* _What to produce_
Gather every line of the records that contains the string "pole", copying each line in full. Matching is case-sensitive.

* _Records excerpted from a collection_
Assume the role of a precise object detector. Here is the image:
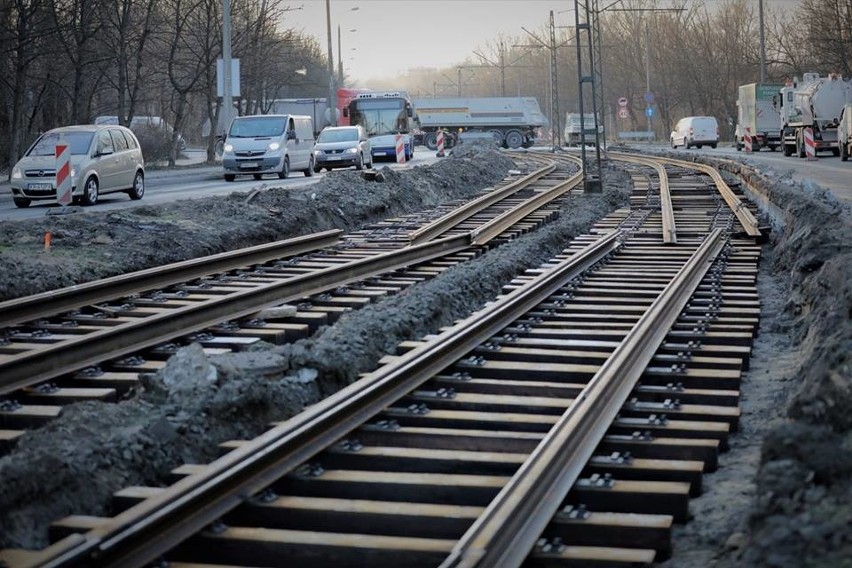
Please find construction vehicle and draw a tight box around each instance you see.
[779,73,852,158]
[413,97,548,150]
[563,112,603,146]
[734,83,783,152]
[837,103,852,162]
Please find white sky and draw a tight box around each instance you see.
[284,0,574,83]
[283,0,798,84]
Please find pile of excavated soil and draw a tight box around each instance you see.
[0,142,852,568]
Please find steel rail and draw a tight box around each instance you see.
[609,152,677,244]
[470,171,583,245]
[408,163,556,245]
[441,229,725,568]
[0,233,470,395]
[0,230,343,328]
[619,153,763,237]
[36,232,621,568]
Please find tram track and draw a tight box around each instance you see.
[0,152,759,566]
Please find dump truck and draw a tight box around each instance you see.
[563,112,603,146]
[412,97,548,150]
[779,73,852,158]
[734,83,783,152]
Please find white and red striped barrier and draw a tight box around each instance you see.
[396,134,405,164]
[55,141,71,207]
[805,128,817,160]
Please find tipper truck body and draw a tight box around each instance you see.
[413,97,548,150]
[734,83,783,152]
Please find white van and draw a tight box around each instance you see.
[671,116,719,150]
[222,114,315,181]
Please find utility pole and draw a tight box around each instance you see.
[757,0,766,84]
[325,0,337,126]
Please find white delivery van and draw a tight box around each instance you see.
[222,114,315,181]
[670,116,719,150]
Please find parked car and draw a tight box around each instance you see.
[670,116,719,150]
[95,115,186,152]
[222,114,315,181]
[314,126,373,172]
[11,124,145,207]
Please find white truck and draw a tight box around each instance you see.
[412,97,548,150]
[734,83,783,152]
[563,112,603,146]
[779,73,852,158]
[837,103,852,162]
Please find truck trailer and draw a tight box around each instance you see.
[413,97,548,150]
[779,73,852,158]
[734,83,783,152]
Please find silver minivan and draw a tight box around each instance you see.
[10,124,145,207]
[222,114,315,181]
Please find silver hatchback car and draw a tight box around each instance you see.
[11,124,145,207]
[314,126,373,172]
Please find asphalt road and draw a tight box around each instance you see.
[0,147,440,221]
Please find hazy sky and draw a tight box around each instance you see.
[284,0,797,83]
[284,0,574,81]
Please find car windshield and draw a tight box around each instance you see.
[228,116,286,138]
[27,132,95,156]
[317,128,358,142]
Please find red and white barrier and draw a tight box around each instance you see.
[55,142,71,207]
[805,128,817,160]
[396,134,405,164]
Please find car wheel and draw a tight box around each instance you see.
[127,172,145,201]
[506,130,524,150]
[278,156,290,179]
[83,176,99,205]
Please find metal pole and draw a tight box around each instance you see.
[757,0,766,83]
[325,0,337,126]
[645,22,653,137]
[337,24,343,87]
[220,0,234,134]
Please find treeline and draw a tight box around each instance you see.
[382,0,852,140]
[0,0,328,169]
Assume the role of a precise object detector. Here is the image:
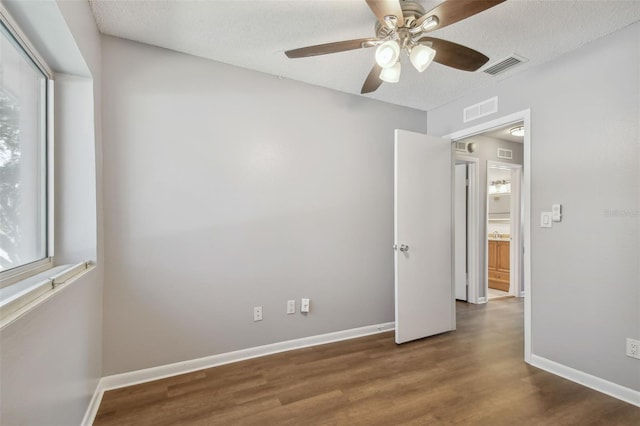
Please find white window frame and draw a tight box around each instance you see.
[0,4,54,288]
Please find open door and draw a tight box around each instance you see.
[394,130,455,343]
[453,163,469,302]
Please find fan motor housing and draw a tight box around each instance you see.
[375,1,425,38]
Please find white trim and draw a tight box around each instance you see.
[0,262,95,330]
[80,379,104,426]
[82,322,395,425]
[0,2,53,80]
[443,109,532,364]
[530,355,640,407]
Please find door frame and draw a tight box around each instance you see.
[452,156,484,304]
[443,109,532,364]
[484,160,524,299]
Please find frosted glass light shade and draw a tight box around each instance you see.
[409,44,436,72]
[380,62,402,83]
[376,40,400,68]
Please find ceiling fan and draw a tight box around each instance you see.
[284,0,505,93]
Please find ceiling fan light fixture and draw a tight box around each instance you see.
[409,44,436,72]
[376,40,400,68]
[380,62,402,83]
[509,126,524,136]
[420,15,440,31]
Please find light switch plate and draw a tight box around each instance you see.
[551,204,562,222]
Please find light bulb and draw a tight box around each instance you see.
[380,62,402,83]
[376,40,400,68]
[409,44,436,72]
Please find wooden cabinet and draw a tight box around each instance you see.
[488,240,510,291]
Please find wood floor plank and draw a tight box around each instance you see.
[94,298,640,426]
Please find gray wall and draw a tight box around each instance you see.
[103,37,426,375]
[456,135,524,297]
[0,1,103,425]
[428,24,640,390]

* _Result for this exercise_
Please find utility pole and draw a tight box around each instance you see.
Please find metal pole and draw a tight box around each instance you see.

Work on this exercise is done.